INSTRUCTIONS TO FOLLOW:
Reproduce precisely the lines of the listing below, starting with the line that contains "670L148 678L154 689ZM138" and stopping after the line that contains "positive clicks: (88, 744)"; include nothing else.

DATASET EXTRACT:
+++

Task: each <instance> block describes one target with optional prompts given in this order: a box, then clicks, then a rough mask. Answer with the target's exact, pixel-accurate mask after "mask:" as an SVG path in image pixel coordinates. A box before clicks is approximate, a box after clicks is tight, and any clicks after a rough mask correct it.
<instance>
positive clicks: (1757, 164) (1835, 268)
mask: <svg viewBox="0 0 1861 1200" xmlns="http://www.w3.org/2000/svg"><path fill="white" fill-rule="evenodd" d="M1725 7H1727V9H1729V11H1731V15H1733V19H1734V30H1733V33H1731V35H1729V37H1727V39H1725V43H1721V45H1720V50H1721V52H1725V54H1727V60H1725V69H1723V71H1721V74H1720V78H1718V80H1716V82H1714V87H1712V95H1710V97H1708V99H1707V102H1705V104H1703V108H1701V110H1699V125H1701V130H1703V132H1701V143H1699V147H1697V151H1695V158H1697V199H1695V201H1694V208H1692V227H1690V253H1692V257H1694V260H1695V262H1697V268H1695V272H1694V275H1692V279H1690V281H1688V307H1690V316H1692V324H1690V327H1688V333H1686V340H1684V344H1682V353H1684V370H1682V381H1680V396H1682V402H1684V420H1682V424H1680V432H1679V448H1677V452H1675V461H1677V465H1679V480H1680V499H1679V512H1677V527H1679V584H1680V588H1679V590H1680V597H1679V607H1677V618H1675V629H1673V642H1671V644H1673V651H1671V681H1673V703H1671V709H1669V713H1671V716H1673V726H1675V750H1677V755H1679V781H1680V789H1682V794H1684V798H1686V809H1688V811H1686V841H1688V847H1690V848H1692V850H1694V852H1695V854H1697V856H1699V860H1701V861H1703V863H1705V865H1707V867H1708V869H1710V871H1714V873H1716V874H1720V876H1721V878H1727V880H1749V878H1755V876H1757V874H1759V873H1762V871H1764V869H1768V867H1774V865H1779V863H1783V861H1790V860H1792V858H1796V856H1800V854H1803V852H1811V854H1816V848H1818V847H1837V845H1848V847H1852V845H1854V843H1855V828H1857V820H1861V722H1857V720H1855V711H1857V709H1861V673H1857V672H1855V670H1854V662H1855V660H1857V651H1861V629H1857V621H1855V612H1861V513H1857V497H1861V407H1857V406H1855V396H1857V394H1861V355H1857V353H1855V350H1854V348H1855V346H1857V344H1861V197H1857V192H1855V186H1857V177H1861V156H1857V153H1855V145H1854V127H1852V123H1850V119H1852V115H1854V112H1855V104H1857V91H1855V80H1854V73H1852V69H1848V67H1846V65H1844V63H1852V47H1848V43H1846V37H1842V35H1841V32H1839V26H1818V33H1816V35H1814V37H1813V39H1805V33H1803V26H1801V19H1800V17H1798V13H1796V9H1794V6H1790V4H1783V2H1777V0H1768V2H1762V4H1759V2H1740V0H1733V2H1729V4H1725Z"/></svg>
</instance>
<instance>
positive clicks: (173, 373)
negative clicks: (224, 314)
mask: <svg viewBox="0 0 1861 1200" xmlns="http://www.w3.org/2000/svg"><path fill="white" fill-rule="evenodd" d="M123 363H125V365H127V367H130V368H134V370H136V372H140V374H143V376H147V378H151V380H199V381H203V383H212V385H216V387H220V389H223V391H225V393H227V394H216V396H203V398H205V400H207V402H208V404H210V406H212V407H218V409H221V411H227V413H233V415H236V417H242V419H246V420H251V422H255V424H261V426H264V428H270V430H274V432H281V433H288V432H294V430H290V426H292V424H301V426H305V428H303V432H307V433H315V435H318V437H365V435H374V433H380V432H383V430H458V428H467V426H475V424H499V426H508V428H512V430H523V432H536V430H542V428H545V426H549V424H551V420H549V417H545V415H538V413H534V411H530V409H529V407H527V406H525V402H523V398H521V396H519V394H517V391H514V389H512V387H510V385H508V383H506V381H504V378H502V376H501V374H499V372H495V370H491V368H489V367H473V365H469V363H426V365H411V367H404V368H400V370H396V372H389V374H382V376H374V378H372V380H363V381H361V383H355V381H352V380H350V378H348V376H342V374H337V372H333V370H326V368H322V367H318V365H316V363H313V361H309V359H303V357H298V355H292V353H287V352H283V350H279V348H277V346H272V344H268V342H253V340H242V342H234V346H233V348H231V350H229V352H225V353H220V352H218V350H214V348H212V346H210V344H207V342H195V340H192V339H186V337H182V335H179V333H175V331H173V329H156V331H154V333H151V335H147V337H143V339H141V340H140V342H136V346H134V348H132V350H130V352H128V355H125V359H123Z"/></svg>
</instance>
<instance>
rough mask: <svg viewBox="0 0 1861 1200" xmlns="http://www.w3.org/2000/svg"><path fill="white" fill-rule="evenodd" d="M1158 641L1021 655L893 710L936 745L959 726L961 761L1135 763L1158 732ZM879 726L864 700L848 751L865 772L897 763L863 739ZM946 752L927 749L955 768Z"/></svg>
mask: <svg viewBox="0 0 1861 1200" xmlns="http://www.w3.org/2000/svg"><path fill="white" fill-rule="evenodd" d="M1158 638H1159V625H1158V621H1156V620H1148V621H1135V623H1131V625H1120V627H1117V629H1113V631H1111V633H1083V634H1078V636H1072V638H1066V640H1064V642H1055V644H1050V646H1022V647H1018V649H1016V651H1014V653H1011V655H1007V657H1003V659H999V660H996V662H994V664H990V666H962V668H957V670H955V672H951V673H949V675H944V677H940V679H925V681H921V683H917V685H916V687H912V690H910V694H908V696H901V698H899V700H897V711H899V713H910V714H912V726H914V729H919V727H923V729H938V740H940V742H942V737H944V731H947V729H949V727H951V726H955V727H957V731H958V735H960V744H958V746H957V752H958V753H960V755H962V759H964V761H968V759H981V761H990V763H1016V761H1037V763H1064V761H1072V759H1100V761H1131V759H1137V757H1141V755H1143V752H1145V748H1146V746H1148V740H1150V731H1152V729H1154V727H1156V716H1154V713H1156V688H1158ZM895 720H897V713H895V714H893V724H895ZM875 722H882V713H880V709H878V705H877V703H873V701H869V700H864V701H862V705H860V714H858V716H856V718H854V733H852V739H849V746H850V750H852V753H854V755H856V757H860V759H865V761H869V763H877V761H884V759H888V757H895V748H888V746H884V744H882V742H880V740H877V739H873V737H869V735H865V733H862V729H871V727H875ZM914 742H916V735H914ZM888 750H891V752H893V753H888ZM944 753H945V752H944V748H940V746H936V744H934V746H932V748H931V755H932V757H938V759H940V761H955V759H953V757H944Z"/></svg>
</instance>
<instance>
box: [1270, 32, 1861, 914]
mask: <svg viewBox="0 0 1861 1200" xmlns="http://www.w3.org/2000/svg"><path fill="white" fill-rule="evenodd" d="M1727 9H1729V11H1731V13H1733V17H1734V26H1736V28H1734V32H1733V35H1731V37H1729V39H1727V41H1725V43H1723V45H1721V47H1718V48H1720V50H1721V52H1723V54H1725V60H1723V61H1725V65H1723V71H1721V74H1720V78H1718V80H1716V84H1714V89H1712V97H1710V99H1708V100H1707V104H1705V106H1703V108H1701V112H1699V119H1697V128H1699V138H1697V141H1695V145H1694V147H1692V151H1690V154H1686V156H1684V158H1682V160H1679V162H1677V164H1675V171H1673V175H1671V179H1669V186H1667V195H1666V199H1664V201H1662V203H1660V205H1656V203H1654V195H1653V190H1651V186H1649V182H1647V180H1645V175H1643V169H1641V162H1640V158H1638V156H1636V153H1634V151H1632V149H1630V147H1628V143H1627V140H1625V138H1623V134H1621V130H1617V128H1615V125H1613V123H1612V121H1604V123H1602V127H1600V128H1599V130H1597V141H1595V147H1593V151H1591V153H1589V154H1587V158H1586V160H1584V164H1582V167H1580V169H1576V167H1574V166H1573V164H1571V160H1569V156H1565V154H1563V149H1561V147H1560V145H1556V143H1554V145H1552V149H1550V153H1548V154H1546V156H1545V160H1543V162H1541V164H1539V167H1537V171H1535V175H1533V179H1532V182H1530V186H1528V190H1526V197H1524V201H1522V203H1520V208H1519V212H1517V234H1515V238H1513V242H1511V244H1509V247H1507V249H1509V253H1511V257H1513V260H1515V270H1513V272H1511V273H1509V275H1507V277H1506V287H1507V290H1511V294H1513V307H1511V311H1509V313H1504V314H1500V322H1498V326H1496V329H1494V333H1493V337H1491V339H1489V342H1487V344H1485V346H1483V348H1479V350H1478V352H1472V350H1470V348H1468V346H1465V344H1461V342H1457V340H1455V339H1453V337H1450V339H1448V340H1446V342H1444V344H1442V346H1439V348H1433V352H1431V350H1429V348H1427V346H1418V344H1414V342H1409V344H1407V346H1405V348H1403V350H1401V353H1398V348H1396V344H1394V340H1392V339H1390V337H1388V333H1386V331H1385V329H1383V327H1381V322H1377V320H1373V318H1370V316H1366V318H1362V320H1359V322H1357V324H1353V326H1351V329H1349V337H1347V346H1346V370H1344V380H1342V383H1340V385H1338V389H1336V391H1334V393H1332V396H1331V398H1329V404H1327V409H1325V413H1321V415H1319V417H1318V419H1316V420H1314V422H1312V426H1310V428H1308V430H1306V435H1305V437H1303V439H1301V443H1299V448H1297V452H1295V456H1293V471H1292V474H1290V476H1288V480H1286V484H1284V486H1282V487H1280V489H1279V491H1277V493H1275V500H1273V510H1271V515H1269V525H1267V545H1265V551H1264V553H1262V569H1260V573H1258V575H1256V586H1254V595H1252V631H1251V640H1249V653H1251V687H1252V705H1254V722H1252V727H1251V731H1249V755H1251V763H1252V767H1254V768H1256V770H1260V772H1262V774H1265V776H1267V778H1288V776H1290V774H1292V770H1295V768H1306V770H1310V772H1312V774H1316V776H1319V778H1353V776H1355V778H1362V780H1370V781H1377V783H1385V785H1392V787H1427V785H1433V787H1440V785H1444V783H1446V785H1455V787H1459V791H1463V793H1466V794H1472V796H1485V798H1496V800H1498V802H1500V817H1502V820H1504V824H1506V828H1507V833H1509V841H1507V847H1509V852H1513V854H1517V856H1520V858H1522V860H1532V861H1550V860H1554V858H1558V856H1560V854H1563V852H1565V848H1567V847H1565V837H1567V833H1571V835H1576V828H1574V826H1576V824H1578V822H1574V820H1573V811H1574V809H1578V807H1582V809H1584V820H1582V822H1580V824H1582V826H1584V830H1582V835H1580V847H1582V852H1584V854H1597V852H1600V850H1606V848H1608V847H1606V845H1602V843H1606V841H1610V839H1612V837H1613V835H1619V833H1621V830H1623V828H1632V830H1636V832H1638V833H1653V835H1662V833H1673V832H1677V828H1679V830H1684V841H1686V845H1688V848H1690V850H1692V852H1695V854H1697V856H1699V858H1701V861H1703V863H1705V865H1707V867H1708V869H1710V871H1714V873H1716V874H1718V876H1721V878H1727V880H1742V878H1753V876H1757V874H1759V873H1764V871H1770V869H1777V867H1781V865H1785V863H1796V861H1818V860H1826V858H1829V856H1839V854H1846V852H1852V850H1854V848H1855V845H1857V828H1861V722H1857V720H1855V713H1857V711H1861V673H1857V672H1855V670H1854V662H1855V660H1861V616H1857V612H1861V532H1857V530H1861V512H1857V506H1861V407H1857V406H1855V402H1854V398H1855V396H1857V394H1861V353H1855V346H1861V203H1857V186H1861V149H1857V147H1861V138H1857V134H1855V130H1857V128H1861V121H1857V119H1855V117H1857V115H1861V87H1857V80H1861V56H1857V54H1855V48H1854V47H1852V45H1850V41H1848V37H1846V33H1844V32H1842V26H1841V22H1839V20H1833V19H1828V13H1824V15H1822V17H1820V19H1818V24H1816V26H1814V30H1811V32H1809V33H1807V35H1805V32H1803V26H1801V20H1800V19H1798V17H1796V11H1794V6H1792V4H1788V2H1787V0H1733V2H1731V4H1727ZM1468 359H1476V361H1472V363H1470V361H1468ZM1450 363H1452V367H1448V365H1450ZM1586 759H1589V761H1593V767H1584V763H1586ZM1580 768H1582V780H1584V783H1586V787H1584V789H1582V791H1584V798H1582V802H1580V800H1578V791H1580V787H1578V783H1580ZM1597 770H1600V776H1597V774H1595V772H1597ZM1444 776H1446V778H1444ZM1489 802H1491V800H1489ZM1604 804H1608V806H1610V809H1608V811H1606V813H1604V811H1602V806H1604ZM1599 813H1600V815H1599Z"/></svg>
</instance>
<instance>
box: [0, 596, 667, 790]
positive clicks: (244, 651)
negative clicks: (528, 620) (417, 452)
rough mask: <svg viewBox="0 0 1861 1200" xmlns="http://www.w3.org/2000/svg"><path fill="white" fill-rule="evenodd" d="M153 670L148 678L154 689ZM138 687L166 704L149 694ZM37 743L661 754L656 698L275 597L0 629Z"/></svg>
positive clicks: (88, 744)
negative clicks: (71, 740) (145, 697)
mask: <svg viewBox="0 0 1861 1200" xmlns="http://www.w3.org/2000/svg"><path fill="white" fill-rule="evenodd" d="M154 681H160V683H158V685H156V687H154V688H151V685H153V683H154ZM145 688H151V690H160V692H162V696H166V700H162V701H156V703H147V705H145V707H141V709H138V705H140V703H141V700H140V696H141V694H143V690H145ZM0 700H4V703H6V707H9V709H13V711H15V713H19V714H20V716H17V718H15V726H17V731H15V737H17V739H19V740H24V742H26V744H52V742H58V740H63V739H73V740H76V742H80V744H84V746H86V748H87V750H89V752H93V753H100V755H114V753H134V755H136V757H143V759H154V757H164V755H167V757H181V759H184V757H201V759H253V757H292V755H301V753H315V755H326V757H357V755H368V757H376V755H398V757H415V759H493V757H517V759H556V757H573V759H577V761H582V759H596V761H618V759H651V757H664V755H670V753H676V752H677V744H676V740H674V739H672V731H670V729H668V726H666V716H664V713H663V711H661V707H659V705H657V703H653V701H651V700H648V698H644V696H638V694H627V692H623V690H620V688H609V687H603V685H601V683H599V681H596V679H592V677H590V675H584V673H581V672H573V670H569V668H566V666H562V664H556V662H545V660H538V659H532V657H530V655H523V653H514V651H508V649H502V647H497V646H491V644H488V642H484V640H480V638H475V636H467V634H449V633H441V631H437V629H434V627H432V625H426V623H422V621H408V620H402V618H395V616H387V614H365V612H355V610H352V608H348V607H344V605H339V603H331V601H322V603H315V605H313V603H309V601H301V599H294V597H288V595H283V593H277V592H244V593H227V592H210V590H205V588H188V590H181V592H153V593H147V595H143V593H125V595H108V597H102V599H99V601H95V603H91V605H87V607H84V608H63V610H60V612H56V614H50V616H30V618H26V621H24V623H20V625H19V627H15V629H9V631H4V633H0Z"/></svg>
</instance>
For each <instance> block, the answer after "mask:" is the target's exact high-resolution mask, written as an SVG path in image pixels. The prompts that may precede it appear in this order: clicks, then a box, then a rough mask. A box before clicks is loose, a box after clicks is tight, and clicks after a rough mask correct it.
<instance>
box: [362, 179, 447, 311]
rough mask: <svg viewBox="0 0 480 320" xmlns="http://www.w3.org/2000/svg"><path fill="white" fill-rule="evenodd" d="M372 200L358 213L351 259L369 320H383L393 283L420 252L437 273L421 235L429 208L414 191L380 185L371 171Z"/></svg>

+++

RESULT OF THIS TASK:
rough mask: <svg viewBox="0 0 1861 1200" xmlns="http://www.w3.org/2000/svg"><path fill="white" fill-rule="evenodd" d="M153 670L148 678L154 689ZM138 687L166 704L149 694ZM37 743L661 754L656 698L275 597L0 629Z"/></svg>
positive clicks: (88, 744)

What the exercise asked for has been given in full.